- [Work required]:
Put every line of the items below into a Markdown table with two columns, "No." for the row number and "Line" for the line itself. Leave out blank lines.

Collection entries:
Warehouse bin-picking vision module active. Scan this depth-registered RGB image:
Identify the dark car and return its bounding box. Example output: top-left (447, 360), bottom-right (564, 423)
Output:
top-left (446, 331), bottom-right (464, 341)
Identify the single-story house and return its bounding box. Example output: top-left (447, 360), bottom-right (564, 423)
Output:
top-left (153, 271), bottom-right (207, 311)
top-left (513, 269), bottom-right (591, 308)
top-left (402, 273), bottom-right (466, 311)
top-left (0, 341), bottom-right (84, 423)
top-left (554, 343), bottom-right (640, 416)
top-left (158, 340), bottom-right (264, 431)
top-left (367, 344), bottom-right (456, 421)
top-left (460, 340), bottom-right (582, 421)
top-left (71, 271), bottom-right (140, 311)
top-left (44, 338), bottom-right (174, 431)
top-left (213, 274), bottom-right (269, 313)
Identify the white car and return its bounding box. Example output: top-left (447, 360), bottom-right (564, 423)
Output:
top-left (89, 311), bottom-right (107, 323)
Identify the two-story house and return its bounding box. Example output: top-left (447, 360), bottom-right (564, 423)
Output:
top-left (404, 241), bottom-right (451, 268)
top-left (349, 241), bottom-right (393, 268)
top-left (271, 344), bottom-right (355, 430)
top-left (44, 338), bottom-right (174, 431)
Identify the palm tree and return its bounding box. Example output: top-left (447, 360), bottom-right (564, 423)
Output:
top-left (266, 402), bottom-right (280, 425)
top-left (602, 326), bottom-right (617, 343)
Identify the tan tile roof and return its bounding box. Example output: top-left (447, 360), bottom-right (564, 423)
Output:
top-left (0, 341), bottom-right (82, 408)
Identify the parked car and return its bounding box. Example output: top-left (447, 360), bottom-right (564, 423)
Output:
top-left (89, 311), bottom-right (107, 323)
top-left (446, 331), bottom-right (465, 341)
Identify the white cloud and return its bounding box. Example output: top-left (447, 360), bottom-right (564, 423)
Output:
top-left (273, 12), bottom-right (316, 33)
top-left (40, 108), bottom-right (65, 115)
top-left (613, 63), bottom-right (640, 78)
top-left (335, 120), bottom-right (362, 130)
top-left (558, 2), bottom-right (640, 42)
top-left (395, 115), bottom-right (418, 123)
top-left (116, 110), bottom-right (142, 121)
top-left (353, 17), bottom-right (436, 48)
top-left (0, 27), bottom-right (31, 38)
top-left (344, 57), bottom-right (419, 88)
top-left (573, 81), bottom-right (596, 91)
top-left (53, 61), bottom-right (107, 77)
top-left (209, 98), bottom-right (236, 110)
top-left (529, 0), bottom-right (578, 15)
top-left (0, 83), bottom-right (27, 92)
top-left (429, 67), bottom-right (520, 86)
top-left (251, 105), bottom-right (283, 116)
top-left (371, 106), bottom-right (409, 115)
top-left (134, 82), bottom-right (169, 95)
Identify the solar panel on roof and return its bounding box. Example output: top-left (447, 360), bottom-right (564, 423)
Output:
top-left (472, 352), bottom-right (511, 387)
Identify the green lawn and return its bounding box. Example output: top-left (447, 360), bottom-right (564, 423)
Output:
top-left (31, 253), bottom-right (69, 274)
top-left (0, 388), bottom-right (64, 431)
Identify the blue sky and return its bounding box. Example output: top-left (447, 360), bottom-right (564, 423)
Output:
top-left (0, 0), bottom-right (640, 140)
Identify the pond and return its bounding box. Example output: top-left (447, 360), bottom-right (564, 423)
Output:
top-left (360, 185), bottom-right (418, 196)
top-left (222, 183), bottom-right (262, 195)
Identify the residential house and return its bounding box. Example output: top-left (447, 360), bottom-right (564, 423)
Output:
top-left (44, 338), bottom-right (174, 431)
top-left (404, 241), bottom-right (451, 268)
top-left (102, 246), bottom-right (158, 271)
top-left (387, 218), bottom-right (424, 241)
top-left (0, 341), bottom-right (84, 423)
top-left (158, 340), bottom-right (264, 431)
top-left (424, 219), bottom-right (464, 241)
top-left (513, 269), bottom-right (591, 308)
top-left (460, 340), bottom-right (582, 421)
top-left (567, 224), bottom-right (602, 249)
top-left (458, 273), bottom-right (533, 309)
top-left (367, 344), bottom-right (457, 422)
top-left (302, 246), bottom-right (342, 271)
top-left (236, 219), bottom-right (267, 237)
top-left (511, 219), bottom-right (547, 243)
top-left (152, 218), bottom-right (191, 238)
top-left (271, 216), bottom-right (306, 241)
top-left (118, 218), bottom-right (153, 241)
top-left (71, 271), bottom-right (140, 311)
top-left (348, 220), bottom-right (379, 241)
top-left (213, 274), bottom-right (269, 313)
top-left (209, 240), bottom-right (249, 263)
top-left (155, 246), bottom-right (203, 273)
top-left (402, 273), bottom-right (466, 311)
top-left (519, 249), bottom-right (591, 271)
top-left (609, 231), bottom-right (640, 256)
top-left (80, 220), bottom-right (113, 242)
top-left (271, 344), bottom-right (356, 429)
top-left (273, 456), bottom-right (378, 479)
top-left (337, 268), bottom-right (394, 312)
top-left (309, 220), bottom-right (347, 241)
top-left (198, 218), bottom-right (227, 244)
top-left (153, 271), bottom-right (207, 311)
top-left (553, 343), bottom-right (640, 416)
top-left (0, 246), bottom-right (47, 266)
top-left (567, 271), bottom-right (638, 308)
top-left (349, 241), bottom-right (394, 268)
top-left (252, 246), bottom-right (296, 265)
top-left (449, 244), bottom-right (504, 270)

- [Correct response]:
| No. | Line |
|---|---|
| 1 | Warehouse bin-picking vision module active. Scan this depth-registered RGB image: |
| 2 | Identify the dark car and return its bounding box. Example output: top-left (447, 360), bottom-right (564, 423) |
| 3 | Output: |
| 4 | top-left (446, 331), bottom-right (464, 341) |
| 5 | Identify the single-story house and return its bounding box. Example output: top-left (447, 360), bottom-right (564, 423) |
| 6 | Output: |
| 7 | top-left (153, 271), bottom-right (207, 311) |
| 8 | top-left (513, 269), bottom-right (591, 308) |
| 9 | top-left (402, 273), bottom-right (466, 311) |
| 10 | top-left (0, 341), bottom-right (84, 423) |
| 11 | top-left (554, 343), bottom-right (640, 416) |
| 12 | top-left (158, 340), bottom-right (264, 431) |
| 13 | top-left (367, 344), bottom-right (456, 421) |
| 14 | top-left (460, 340), bottom-right (582, 421) |
| 15 | top-left (71, 271), bottom-right (140, 311) |
| 16 | top-left (44, 338), bottom-right (174, 431) |
| 17 | top-left (213, 274), bottom-right (269, 313) |
| 18 | Identify the white car and return its bounding box. Example output: top-left (447, 360), bottom-right (564, 423) |
| 19 | Output: |
| 20 | top-left (89, 311), bottom-right (107, 323) |
| 21 | Identify the two-story house and return its bounding box. Example output: top-left (447, 360), bottom-right (564, 423) |
| 22 | Output: |
| 23 | top-left (404, 241), bottom-right (451, 268) |
| 24 | top-left (349, 241), bottom-right (393, 268) |
| 25 | top-left (271, 344), bottom-right (355, 430) |
| 26 | top-left (44, 338), bottom-right (174, 431) |
| 27 | Identify the palm tree and return its bounding box. Example output: top-left (447, 360), bottom-right (564, 423) |
| 28 | Output: |
| 29 | top-left (266, 402), bottom-right (280, 425) |
| 30 | top-left (602, 326), bottom-right (617, 343) |
| 31 | Identify the tan tile roof and return its bounding box. Example output: top-left (447, 360), bottom-right (564, 423) |
| 32 | Output: |
| 33 | top-left (0, 341), bottom-right (82, 408) |
| 34 | Identify the parked car and return its bounding box. Example output: top-left (447, 360), bottom-right (564, 423) |
| 35 | Output: |
| 36 | top-left (89, 311), bottom-right (107, 323) |
| 37 | top-left (446, 331), bottom-right (465, 341) |
| 38 | Identify the white cloud and return its bounding box. Example output: top-left (447, 360), bottom-right (564, 423) |
| 39 | Output: |
| 40 | top-left (273, 12), bottom-right (316, 33) |
| 41 | top-left (40, 108), bottom-right (65, 115) |
| 42 | top-left (613, 63), bottom-right (640, 78) |
| 43 | top-left (335, 120), bottom-right (362, 130) |
| 44 | top-left (558, 2), bottom-right (640, 42) |
| 45 | top-left (395, 115), bottom-right (418, 123) |
| 46 | top-left (116, 110), bottom-right (142, 121) |
| 47 | top-left (353, 17), bottom-right (436, 48) |
| 48 | top-left (0, 27), bottom-right (31, 38) |
| 49 | top-left (344, 57), bottom-right (419, 88) |
| 50 | top-left (573, 81), bottom-right (596, 91) |
| 51 | top-left (53, 61), bottom-right (107, 77) |
| 52 | top-left (209, 98), bottom-right (236, 110) |
| 53 | top-left (529, 0), bottom-right (578, 15) |
| 54 | top-left (0, 83), bottom-right (27, 92) |
| 55 | top-left (429, 67), bottom-right (520, 86) |
| 56 | top-left (251, 105), bottom-right (283, 116) |
| 57 | top-left (371, 106), bottom-right (409, 115) |
| 58 | top-left (134, 82), bottom-right (169, 95) |
| 59 | Identify the solar panel on roof and return its bounding box. Example output: top-left (447, 360), bottom-right (564, 423) |
| 60 | Output: |
| 61 | top-left (472, 352), bottom-right (511, 387) |
| 62 | Identify the green lawn and return its bounding box. Example output: top-left (447, 360), bottom-right (564, 423) |
| 63 | Output: |
| 64 | top-left (31, 253), bottom-right (69, 274) |
| 65 | top-left (0, 388), bottom-right (64, 431) |
| 66 | Identify the blue sky and return its bounding box. Example output: top-left (447, 360), bottom-right (564, 423) |
| 67 | Output: |
| 68 | top-left (0, 0), bottom-right (640, 140) |
| 69 | Identify the pond and return its bounding box. Example output: top-left (447, 360), bottom-right (564, 423) |
| 70 | Output: |
| 71 | top-left (360, 185), bottom-right (418, 196) |
| 72 | top-left (222, 183), bottom-right (262, 195) |
| 73 | Identify the residential house and return its bounding box. Example output: top-left (447, 360), bottom-right (564, 423) |
| 74 | Output: |
| 75 | top-left (44, 338), bottom-right (174, 431) |
| 76 | top-left (404, 241), bottom-right (451, 268) |
| 77 | top-left (102, 246), bottom-right (158, 271) |
| 78 | top-left (387, 218), bottom-right (424, 241) |
| 79 | top-left (0, 341), bottom-right (84, 423) |
| 80 | top-left (158, 340), bottom-right (264, 431) |
| 81 | top-left (424, 219), bottom-right (464, 241) |
| 82 | top-left (513, 269), bottom-right (591, 308) |
| 83 | top-left (460, 340), bottom-right (582, 421) |
| 84 | top-left (567, 224), bottom-right (602, 249) |
| 85 | top-left (458, 273), bottom-right (533, 309) |
| 86 | top-left (367, 344), bottom-right (457, 422) |
| 87 | top-left (302, 246), bottom-right (342, 271) |
| 88 | top-left (236, 219), bottom-right (267, 237) |
| 89 | top-left (511, 219), bottom-right (547, 243) |
| 90 | top-left (152, 218), bottom-right (191, 238) |
| 91 | top-left (271, 216), bottom-right (306, 241) |
| 92 | top-left (118, 218), bottom-right (153, 241) |
| 93 | top-left (71, 271), bottom-right (140, 311) |
| 94 | top-left (348, 220), bottom-right (379, 241) |
| 95 | top-left (213, 274), bottom-right (269, 313) |
| 96 | top-left (209, 240), bottom-right (249, 263) |
| 97 | top-left (155, 246), bottom-right (203, 273) |
| 98 | top-left (402, 273), bottom-right (466, 311) |
| 99 | top-left (519, 249), bottom-right (591, 271) |
| 100 | top-left (609, 231), bottom-right (640, 256) |
| 101 | top-left (80, 220), bottom-right (113, 242) |
| 102 | top-left (271, 344), bottom-right (356, 429) |
| 103 | top-left (273, 456), bottom-right (378, 479) |
| 104 | top-left (337, 268), bottom-right (394, 312) |
| 105 | top-left (309, 220), bottom-right (347, 241) |
| 106 | top-left (198, 218), bottom-right (227, 244) |
| 107 | top-left (153, 271), bottom-right (207, 311) |
| 108 | top-left (553, 343), bottom-right (640, 416) |
| 109 | top-left (0, 246), bottom-right (47, 266) |
| 110 | top-left (567, 271), bottom-right (638, 308) |
| 111 | top-left (349, 241), bottom-right (394, 268) |
| 112 | top-left (252, 246), bottom-right (296, 265) |
| 113 | top-left (449, 244), bottom-right (504, 270) |